Yang Ditanyakan =>
(a) Ringkaslah paragraf berita tentang puisi Sukmawati yang diawali "Guruh mengaku, ia bisa memahami" tanpa menghilangkan fakta pokoknya.
(b) Jawablah pertanyaan berikut berdasarkan berita tentang puisi Sukmawati.
(i) Di mana dan kapan Guruh menyampaikan tanggapannya?
(ii) Dua hal apa yang disinggung Sukmawati dalam puisinya?
(iii) Apakah soal puisi dibicarakan saat Guruh bertemu kakaknya?
(c) Lanjutkan berita tentang pembelaan Guruh atas puisi Sukmawati, dimulai setelah kalimat terakhirnya.

Bagian Dokumen =>
++++++

Puisi Sukmawati Dikecam, Guruh Membela Sang Kakak
- VIVA / Rintan Puspitasari
VIVA – Adik kandung Sukmawati, Guruh Soekarnoputra, turut menyikapi terkait polemik puisi sang kakak, yang dinilai menghina Islam.
Dalam puisinya, Sukmawati menyinggung suara kidung ibu Indonesia lebih merdu dari alunan azan dan soal cadar.
"Ya saya melihat terjadi reaksi-reaksi gitu. Itukan akhirnya sangat relatif tergantung dari persepsi kita. Ya persepsi orang bermacam-macam," kata Guruh, di Istana Negara, Jakarta, Selasa 3 April 2018.
Guruh mengaku, ia bisa memahami isi dan maksud dari puisi Sukmawati tersebut. Guruh mengatakan, puisi itu bukan untuk menyinggung syariat Islam. "Artinya bukan untuk SARA dan sebagainya. Bukan sesuatu yang bagaimana," kata Guruh.
Meski begitu, dengan reaksi publik atas puisi itu, Guruh meminta semua pihak untuk melihatnya. "Berpikir dan berbuat bijaksana dalam segala hal," ujarnya meminta.
Guruh sendiri mengaku sudah bertemu dengan kakaknya, beberapa waktu lalu. Tapi sama sekali tidak menyinggung masalah puisi. "Saya ketemu Mba Sukma. Karena kemarin juga suami dari Mbak Rahmawati juga meninggal," kata dia.

++++++

Data Tersimpan =>
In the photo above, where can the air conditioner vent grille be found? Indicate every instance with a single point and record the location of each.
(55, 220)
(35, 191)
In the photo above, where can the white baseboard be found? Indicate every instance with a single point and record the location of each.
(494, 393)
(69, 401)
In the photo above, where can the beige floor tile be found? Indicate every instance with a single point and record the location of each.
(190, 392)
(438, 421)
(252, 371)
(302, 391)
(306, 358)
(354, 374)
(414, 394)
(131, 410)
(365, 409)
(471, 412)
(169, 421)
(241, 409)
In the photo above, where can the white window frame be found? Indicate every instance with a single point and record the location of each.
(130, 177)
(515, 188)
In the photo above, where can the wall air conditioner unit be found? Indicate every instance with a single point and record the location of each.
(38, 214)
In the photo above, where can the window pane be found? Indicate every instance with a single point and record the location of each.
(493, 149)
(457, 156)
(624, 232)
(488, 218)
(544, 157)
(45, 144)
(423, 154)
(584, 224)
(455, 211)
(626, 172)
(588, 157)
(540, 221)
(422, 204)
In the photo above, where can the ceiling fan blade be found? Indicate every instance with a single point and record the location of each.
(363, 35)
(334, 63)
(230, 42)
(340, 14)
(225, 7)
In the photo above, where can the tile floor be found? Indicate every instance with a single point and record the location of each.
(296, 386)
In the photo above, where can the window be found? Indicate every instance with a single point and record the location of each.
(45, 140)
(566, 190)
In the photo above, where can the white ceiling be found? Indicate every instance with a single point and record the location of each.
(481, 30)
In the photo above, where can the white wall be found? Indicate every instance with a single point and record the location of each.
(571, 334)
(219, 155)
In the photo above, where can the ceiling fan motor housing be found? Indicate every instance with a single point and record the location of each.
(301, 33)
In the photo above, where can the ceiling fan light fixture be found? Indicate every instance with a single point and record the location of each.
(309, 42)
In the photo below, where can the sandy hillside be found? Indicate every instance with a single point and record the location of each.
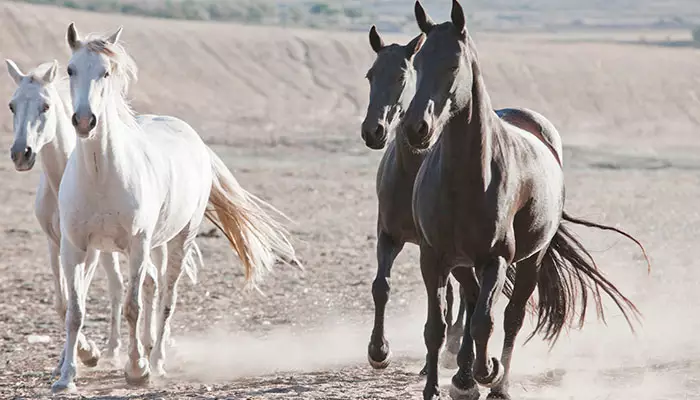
(283, 107)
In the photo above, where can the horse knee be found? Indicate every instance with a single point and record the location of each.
(381, 290)
(481, 327)
(435, 332)
(513, 319)
(60, 307)
(132, 309)
(75, 318)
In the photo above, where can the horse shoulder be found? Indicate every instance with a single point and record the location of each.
(46, 210)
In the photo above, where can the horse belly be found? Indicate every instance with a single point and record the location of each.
(536, 224)
(184, 208)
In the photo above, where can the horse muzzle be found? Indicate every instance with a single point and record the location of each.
(24, 160)
(375, 137)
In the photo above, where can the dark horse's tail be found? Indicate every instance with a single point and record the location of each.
(568, 275)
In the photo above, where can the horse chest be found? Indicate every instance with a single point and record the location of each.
(104, 229)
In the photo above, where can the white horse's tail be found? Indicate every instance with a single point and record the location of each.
(256, 237)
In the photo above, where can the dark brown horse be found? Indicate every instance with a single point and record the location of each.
(489, 195)
(392, 86)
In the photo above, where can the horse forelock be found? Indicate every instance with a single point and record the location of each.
(123, 65)
(124, 71)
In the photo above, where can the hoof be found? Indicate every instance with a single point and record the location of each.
(91, 357)
(112, 360)
(424, 371)
(379, 364)
(141, 376)
(498, 396)
(63, 388)
(494, 378)
(91, 362)
(448, 360)
(159, 370)
(464, 394)
(379, 357)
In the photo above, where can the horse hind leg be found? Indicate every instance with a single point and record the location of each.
(455, 329)
(137, 370)
(448, 358)
(378, 351)
(525, 283)
(150, 295)
(110, 263)
(487, 371)
(176, 254)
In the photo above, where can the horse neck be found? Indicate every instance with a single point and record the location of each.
(406, 157)
(54, 155)
(468, 140)
(102, 154)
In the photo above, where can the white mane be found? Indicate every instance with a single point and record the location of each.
(123, 73)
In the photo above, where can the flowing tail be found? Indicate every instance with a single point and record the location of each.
(256, 237)
(568, 276)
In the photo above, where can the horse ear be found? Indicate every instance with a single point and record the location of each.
(73, 37)
(14, 71)
(375, 40)
(425, 23)
(414, 45)
(114, 38)
(458, 19)
(50, 73)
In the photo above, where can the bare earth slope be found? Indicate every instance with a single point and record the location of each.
(283, 107)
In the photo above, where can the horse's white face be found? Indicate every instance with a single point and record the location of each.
(89, 71)
(89, 86)
(34, 115)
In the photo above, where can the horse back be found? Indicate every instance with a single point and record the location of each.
(536, 124)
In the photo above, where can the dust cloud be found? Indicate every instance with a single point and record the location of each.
(658, 361)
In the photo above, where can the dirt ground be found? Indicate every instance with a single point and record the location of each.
(282, 108)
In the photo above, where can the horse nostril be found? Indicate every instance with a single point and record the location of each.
(423, 128)
(379, 132)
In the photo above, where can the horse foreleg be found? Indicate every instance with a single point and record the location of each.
(73, 261)
(378, 352)
(176, 255)
(137, 370)
(526, 276)
(455, 329)
(110, 262)
(487, 371)
(88, 351)
(464, 386)
(435, 278)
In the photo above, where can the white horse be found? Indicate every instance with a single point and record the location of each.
(41, 117)
(131, 185)
(42, 127)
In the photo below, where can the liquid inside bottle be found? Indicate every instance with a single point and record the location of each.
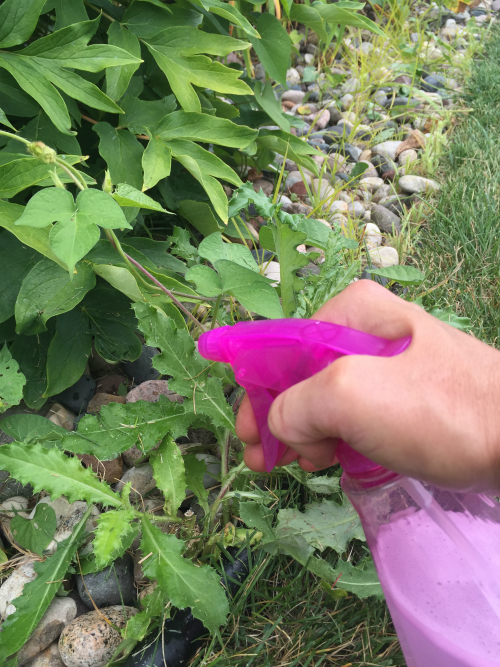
(437, 554)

++++++

Jawaban Tertulis =>
(a) Guruh menyatakan memahami isi dan maksud puisi Sukmawati. Menurutnya, puisi itu tidak dimaksudkan untuk menyinggung syariat Islam ataupun menyangkut SARA.

(b)
(i) Di Istana Negara, Jakarta, pada Selasa, 3 April 2018.
(ii) Suara kidung ibu Indonesia yang lebih merdu daripada alunan azan, serta soal cadar.
(iii) Tidak, soal puisi sama sekali tidak disinggung.

(c)
Sebelumnya, Sukmawati dalam klarifikasinya membantah ada muatan SARA dalam puisi 'Ibu Indonesia' yang dia bacakan di Indonesia Fashion Week 2018. Ia mengatakan, bahwa bait yang dia sampaikan merupakan realita yang terjadi di Indonesia, bukan karangan.
"Saya budayawati, saya menyelami bagaimana pikiran dari rakyat di beberapa daerah yang memang tidak mengerti syariat Islam seperti di Indonesia Timur, di Bali dan daerah lain," kata Sukmawati dalam klarifikasi yang dibacakan di 'Apa Kabar Indonesia Pagi' tvOne, Selasa, 3 April 2018.
Sukmawati juga berdalih, bait dalam puisinya yang menyinggung kidung Ibu Indonesia lebih merdu dari alunan azan, merupakan sebuah ekspresi kejujuran dari apa yang dia alami sendiri.
"Ya boleh aja dong. Enggak selalu orang yang mengalunkan azan itu suaranya merdu. Itu suatu kenyataan. Ini kan seni suara ya. Dan kebetulan yang menempel di kuping saya adalah alunan ibu-ibu bersenandung, itu kok merdu. Itu kan suatu opini saya sebagai budayawati," terang Sukma.
"Jadi ya silakan orang-orang yang melakukan tugas untuk berazan pilihlah yang suaranya merdu, enak didengar. Sebagai panggilan waktu untuk salat. Kalau tidak ada, Akhirnya di kuping kita kan terdengar yang tidak merdu.” (mus)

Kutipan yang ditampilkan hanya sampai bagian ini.